Work to complete →
Lines with "answered" in them are to be located in the listing below and copied.

Data to process →
※ ※ ※
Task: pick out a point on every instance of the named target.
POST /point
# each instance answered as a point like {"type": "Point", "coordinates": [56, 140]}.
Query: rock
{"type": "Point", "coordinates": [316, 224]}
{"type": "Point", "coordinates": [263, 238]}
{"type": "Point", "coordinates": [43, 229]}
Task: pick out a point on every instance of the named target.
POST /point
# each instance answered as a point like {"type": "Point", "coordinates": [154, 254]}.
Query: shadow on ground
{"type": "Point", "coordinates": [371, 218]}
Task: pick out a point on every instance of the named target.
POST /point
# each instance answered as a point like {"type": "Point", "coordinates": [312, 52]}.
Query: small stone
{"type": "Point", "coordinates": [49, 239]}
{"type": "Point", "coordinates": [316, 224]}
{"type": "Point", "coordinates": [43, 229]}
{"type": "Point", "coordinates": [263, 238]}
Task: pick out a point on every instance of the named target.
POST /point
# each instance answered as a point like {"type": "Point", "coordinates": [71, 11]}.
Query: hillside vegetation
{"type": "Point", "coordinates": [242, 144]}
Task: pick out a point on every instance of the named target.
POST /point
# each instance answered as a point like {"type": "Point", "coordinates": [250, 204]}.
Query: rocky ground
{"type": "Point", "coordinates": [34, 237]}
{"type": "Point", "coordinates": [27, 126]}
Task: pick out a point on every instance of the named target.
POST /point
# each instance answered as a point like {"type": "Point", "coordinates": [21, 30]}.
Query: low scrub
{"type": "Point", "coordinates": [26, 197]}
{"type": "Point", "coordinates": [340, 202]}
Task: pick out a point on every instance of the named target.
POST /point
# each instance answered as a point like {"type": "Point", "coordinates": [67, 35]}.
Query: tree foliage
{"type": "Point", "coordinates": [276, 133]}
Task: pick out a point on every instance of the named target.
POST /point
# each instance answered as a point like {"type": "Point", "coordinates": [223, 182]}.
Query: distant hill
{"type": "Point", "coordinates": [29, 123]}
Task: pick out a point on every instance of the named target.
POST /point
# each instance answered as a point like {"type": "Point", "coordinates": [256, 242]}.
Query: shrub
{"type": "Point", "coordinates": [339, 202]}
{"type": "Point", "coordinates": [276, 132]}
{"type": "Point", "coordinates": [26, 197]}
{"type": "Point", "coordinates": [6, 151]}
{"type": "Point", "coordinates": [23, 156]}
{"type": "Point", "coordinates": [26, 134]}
※ ※ ※
Answer to the exercise →
# each instance answered as a point like {"type": "Point", "coordinates": [56, 140]}.
# each instance answered as a point like {"type": "Point", "coordinates": [154, 254]}.
# each instance answered as a point like {"type": "Point", "coordinates": [312, 52]}.
# each instance answered as a point like {"type": "Point", "coordinates": [71, 11]}.
# each instance answered as a point like {"type": "Point", "coordinates": [250, 204]}.
# each instance answered as a point like {"type": "Point", "coordinates": [21, 30]}.
# each instance answered as a point like {"type": "Point", "coordinates": [67, 35]}.
# each instance answered as a point like {"type": "Point", "coordinates": [223, 182]}.
# each instance answered as a point like {"type": "Point", "coordinates": [256, 242]}.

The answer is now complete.